YOUR TASKS:
1 - Answer these questions about the plotting code:
(a) What does the blue shading show in the training plot?
(b) Under what file name is the training plot saved?
(c) What size, in inches, is the evaluation figure set to?
2 - Please continue the plotting code from its last line.

SELECTED EXTRACT:
*-*-*

Plot the training results. The blue shading is the data transfer time


In [25]:
fig, ax = plt.subplots()

ax.fill_between(results['n'], results['lolopy_train_transfer'], 0.001, alpha=0.1)

ax.loglog(results['n'], results['lolopy_train'], 'r', label='lolopy')
ax.loglog(results['n'], results['scala_train'], 'b--', label='lolo')
ax.loglog(results['n'], results['sklearn_fit'], 'g:', label='sklearn')

ax.set_ylim(0.005, max(ax.get_ylim()))

ax.set_xlabel('Training Set Size')
ax.set_ylabel('Train Time (s)')

ax.legend()
fig.set_size_inches(3.5, 2.5)
fig.tight_layout()
fig.savefig('training-performance.png')


Plot the evaluation speed. Note that the number of trees scales with the training set size (hence the decrease in speed with training set size)


In [26]:
fig, axs = plt.subplots(1, 2)

# Plot results without uncertainties
axs[0].loglog(results['n'], len(X)  / results['lolopy_apply'], 'r', label='lolopy')
axs[0].loglog(results['n'], len(X) / results['scala_apply'], 'b--', label='lolo')
axs[0].loglog(results['n'], len(X) / results['sklearn_apply'], 'g:', label='sklearn')
axs[0].set_title('Without Uncertainties')

# Plot results with uncertainities
axs[1].loglog(results['n'], len(X)  / results['lolopy_apply_wuncert'], 'r', label='lolopy')
axs[1].loglog(results['n'], len(X) / results['scala_apply_wuncert'], 'b--', label='lolo')
axs[1].set_title('With Uncertainties')

for ax in axs:

    ax.set_xlabel('Training Set Size')
    ax.set_ylabel('Evaluation Speed (entry/s)')

    ax.legend()
fig.set_size_inches(6.5, 2.5)
fig.tight_layout()
fig.savefig('evaluation-performance.png')

*-*-*

[Recorded data]
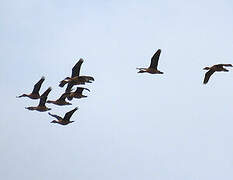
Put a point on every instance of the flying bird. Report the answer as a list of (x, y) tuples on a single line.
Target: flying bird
[(75, 78), (152, 69), (35, 92), (78, 93), (41, 107), (65, 120), (214, 68), (61, 100)]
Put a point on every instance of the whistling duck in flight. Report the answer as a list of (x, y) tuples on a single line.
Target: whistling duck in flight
[(65, 120), (35, 93), (61, 100), (41, 107), (75, 79), (78, 93), (214, 68), (152, 69)]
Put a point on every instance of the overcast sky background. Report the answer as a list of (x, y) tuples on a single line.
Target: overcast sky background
[(131, 126)]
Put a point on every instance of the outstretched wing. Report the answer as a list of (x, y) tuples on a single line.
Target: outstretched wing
[(227, 65), (76, 68), (207, 75), (44, 96), (69, 114), (155, 59), (56, 116), (37, 86)]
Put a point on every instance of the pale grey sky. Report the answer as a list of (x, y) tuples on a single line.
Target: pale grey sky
[(131, 126)]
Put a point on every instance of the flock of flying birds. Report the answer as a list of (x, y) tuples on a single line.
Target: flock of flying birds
[(76, 79)]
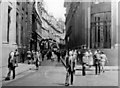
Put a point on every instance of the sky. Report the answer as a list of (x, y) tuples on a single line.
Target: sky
[(55, 8)]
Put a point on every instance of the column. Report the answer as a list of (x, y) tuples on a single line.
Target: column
[(12, 31)]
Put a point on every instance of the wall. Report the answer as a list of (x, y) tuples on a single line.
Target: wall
[(11, 45)]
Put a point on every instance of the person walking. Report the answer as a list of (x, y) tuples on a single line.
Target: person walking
[(11, 65), (29, 56), (16, 55), (70, 68), (103, 60), (97, 61), (90, 58), (84, 60), (36, 60)]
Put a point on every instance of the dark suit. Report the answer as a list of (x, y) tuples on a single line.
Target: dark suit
[(70, 69)]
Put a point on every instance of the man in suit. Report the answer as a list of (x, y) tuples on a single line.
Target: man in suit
[(11, 65), (70, 68)]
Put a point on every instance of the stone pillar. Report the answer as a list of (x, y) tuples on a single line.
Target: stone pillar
[(4, 21), (89, 16), (12, 30), (114, 23)]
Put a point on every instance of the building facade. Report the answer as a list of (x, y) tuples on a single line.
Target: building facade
[(17, 27), (93, 25)]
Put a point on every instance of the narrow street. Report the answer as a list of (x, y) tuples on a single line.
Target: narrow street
[(84, 33), (53, 74)]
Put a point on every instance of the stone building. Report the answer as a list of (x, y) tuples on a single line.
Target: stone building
[(94, 25), (17, 27)]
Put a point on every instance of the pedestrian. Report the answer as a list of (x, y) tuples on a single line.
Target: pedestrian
[(23, 56), (84, 59), (11, 65), (90, 58), (16, 56), (85, 62), (79, 60), (36, 60), (70, 69), (40, 58), (103, 60), (97, 61), (29, 56)]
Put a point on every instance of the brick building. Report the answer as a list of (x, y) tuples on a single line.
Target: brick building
[(93, 25)]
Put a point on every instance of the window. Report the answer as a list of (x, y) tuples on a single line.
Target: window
[(101, 35)]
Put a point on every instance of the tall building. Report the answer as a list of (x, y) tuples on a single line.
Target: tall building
[(94, 25), (8, 27), (17, 27)]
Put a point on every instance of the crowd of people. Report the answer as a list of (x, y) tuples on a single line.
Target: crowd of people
[(86, 58), (70, 58)]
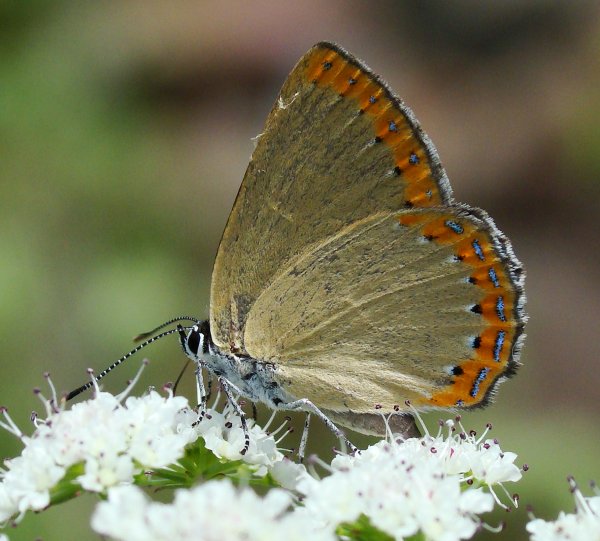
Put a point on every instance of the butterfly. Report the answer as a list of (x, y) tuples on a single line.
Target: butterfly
[(348, 282)]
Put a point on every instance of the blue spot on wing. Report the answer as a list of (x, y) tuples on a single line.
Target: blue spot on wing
[(493, 277), (457, 228), (500, 308), (478, 250), (498, 345), (480, 377)]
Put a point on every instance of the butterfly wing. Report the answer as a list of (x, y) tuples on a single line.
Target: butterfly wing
[(346, 262), (337, 147), (424, 305)]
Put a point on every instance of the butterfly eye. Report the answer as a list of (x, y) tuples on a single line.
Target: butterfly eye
[(193, 340)]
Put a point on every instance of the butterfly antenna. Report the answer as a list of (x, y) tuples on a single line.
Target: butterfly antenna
[(89, 384), (145, 335)]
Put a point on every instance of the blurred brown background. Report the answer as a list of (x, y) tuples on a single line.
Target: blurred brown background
[(125, 130)]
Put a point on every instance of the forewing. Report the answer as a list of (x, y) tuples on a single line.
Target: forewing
[(338, 146)]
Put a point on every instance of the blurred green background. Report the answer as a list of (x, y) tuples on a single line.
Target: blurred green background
[(125, 130)]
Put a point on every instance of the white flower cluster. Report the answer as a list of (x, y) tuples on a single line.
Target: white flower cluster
[(583, 525), (116, 438), (108, 437), (436, 485), (426, 485), (420, 485), (213, 511)]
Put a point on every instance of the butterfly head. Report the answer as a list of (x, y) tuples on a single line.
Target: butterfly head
[(195, 340)]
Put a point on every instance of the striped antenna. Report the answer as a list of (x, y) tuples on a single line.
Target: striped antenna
[(145, 335), (89, 384)]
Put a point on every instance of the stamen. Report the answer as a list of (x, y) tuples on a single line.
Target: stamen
[(10, 425), (123, 394)]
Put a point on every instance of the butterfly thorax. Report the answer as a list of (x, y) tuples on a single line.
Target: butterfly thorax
[(253, 378)]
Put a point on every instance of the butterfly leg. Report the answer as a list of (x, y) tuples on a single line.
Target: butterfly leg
[(227, 386), (304, 439), (306, 405), (202, 397)]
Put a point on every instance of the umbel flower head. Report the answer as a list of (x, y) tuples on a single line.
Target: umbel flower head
[(435, 486)]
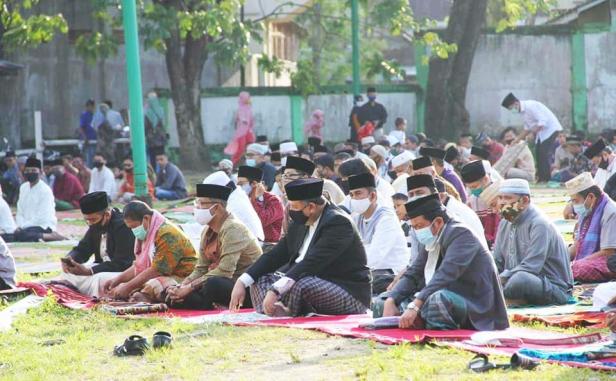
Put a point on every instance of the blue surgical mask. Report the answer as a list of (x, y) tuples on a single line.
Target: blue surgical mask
[(139, 232), (581, 210), (476, 192), (425, 236)]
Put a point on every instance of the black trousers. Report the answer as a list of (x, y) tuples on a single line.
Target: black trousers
[(216, 290), (31, 234), (545, 153)]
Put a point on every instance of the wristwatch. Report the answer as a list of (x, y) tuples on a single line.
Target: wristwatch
[(413, 307)]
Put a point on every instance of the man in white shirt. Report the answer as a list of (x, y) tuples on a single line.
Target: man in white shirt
[(238, 204), (380, 232), (36, 214), (540, 121), (602, 157), (425, 185), (318, 267), (102, 179)]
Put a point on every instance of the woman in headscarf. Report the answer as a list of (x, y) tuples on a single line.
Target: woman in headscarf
[(313, 126), (244, 129)]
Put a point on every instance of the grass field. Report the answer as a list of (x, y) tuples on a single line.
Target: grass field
[(54, 343)]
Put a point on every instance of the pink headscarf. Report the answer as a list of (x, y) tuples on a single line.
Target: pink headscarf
[(313, 126), (244, 124), (144, 250)]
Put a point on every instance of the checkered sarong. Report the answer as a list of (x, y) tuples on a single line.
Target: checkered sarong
[(309, 295), (445, 310)]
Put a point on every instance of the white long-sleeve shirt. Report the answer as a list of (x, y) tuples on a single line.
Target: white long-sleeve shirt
[(103, 181), (536, 114), (7, 223), (36, 206), (387, 248), (466, 215), (239, 204)]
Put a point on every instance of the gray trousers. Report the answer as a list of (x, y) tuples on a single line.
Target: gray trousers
[(534, 289)]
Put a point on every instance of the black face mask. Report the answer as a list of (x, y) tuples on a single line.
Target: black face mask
[(298, 216), (31, 177)]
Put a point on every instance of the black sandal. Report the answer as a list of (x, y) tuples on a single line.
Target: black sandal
[(135, 345), (161, 339)]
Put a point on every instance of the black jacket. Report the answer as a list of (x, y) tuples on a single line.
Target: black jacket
[(120, 246), (336, 254)]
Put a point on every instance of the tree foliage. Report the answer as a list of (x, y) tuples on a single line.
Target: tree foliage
[(22, 28)]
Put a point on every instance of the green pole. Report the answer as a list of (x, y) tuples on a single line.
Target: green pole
[(135, 96), (355, 29)]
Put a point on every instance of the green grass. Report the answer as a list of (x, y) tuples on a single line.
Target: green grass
[(217, 352)]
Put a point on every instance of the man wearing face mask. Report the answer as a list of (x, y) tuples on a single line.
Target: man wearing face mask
[(540, 121), (452, 284), (602, 157), (318, 267), (530, 253), (380, 232), (36, 217), (478, 180), (102, 179), (108, 239), (268, 207), (425, 185), (594, 247), (255, 157), (227, 249), (164, 256), (66, 188)]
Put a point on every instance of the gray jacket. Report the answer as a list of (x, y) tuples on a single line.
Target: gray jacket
[(466, 268)]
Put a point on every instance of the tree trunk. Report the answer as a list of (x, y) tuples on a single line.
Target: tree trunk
[(184, 67), (446, 114)]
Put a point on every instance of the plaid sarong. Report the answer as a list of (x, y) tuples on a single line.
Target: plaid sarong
[(445, 310), (309, 295)]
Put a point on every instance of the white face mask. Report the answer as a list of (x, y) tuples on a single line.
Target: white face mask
[(247, 188), (360, 206), (203, 216)]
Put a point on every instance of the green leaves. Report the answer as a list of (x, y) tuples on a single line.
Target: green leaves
[(26, 31)]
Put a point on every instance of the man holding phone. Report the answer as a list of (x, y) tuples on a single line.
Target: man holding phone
[(108, 239)]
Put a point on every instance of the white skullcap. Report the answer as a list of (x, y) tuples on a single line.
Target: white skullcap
[(514, 186), (367, 140), (403, 158), (288, 147), (579, 183), (217, 178), (257, 148), (379, 150)]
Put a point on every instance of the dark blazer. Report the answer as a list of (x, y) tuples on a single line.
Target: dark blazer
[(336, 254), (466, 268), (120, 246)]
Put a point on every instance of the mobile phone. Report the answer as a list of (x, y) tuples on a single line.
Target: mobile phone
[(67, 261)]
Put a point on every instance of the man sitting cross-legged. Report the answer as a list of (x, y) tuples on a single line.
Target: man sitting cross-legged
[(452, 284), (380, 231), (164, 256), (594, 247), (529, 251), (108, 238), (318, 266), (227, 249)]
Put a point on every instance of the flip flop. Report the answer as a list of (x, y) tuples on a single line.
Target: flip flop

*-*-*

EXPECTED RESPONSES:
1 -
(a) The data transfer time.
(b) training-performance.png
(c) 6.5 by 2.5 inches.

2 -
Verify that performance is within acceptable bounds: Less than a 2x slowdown for model training or evaluation at a training set size of 100 entries.


In [27]:
lolopy_timing = interp1d(results['n'], results['lolopy_train'])
lolo_timing = interp1d(results['n'], results['scala_train'])
slowdown = lolopy_timing(100) / lolo_timing(100)
print('Training slowdown: {:.2f}'.format(slowdown))
assert slowdown < 2


Training slowdown: 1.11

In [28]:
lolopy_timing = interp1d(results['n'], results['lolopy_apply'])
lolo_timing = interp1d(results['n'], results['scala_apply'])
slowdown = lolopy_timing(100) / lolo_timing(100)
print('Evaluation without uncertainties slowdown: {:.2f}'.format(slowdown))
assert slowdown < 2


Evaluation without uncertainties slowdown: 1.63

In [29]:
lolopy_timing = interp1d(results['n'], results['lolopy_apply_wuncert'])
lolo_timing = interp1d(results['n'], results['scala_apply_wuncert'])
slowdown = lolopy_timing(100) / lolo_timing(100)
print('Evaluation with uncertainties slowdown: {:.2f}'.format(slowdown))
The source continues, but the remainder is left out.